[[ Exercise passage, beginning ]]

Background: Electronic health record (EHR) data contain longitudinal patient information and standardized diagnostic codes. EHR data may be useful for estimating transition probabilities for state-transition models, but no guidelines exist on appropriate methods. We applied 3 potential methods to estimate transition probabilities from EHR data, using pediatric eating disorders (EDs) as a case study.
Methods: We obtained EHR data from PEDsnet, which includes 8 US children's hospitals. Data included inpatient, outpatient, and emergency department visits for all patients with an ED. We mapped diagnoses to 3 ED health states: anorexia nervosa, bulimia nervosa, and other specified feeding or eating disorder. We estimated 1-y transition probabilities for males and females using 3 approaches: simple first-last proportions, a multistate Markov (MSM) model, and independent survival models.
Results: Transition probability estimates varied widely between approaches. The first-last proportion approach estimated higher probabilities of remaining in the same health state, while the MSM and independent survival approaches estimated higher probabilities of transitioning to a different health state. All estimates differed substantially from published literature.
Limitations: As a source of health state information, EHR data are incomplete and sometimes inaccurate. EHR data were especially challenging for EDs, limiting the estimation and interpretation of transition probabilities.
Conclusions: The 3 approaches produced very different transition probability estimates. Estimates varied considerably from published literature and were rescaled and calibrated for use in a microsimulation model. Estimation of transition probabilities from EHR data may be more promising for diseases that are well documented in the EHR. Furthermore, clinicians and health systems should work to improve documentation of ED in the EHR. Further research is needed on methods for using EHR data to inform transition probabilities.
Keywords: electronic health record data, Markov model, microsimulation, survival analysis, state-transition models.

[[ Exercise passage, end ]]
[[ Information shown, beginning ]]

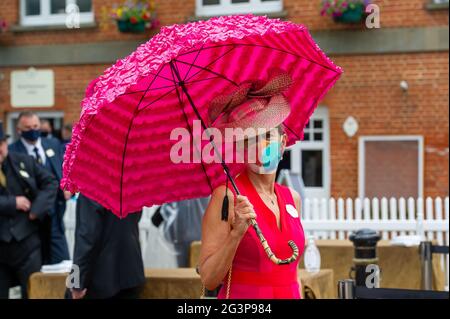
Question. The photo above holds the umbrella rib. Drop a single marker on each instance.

[[ Information shown, end ]]
[[ Information shown, beginning ]]

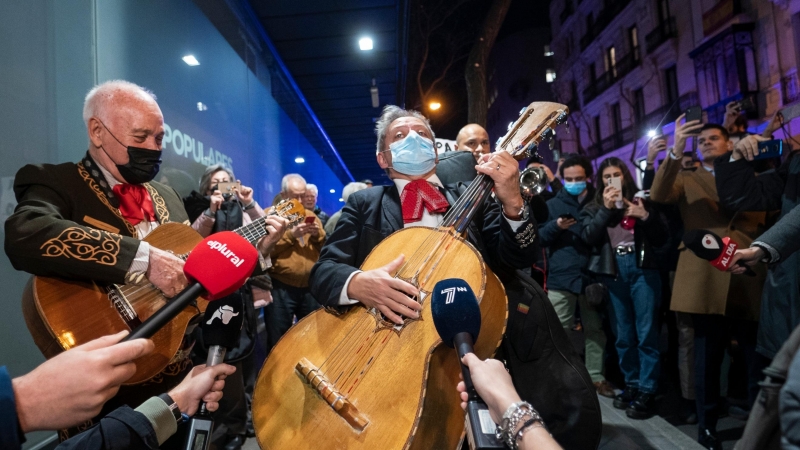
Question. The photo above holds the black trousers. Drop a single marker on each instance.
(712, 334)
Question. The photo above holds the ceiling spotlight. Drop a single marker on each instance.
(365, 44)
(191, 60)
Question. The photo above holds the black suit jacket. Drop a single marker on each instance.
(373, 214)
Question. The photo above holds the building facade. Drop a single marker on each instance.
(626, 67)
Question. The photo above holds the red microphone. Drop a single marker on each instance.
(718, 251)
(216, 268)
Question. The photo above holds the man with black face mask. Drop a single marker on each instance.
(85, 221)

[[ Information shown, end ]]

_Task requirements_
[a] Transcribe the passage on transition probabilities from EHR data from "Background: Electronic health" up to and including "independent survival models.".
[b] In the passage on transition probabilities from EHR data, how many US children's hospitals does PEDsnet include?

_Task-by-task answers_
[a]
Background: Electronic health record (EHR) data contain longitudinal patient information and standardized diagnostic codes. EHR data may be useful for estimating transition probabilities for state-transition models, but no guidelines exist on appropriate methods. We applied 3 potential methods to estimate transition probabilities from EHR data, using pediatric eating disorders (EDs) as a case study.
Methods: We obtained EHR data from PEDsnet, which includes 8 US children's hospitals. Data included inpatient, outpatient, and emergency department visits for all patients with an ED. We mapped diagnoses to 3 ED health states: anorexia nervosa, bulimia nervosa, and other specified feeding or eating disorder. We estimated 1-y transition probabilities for males and females using 3 approaches: simple first-last proportions, a multistate Markov (MSM) model, and independent survival models.

[b] 8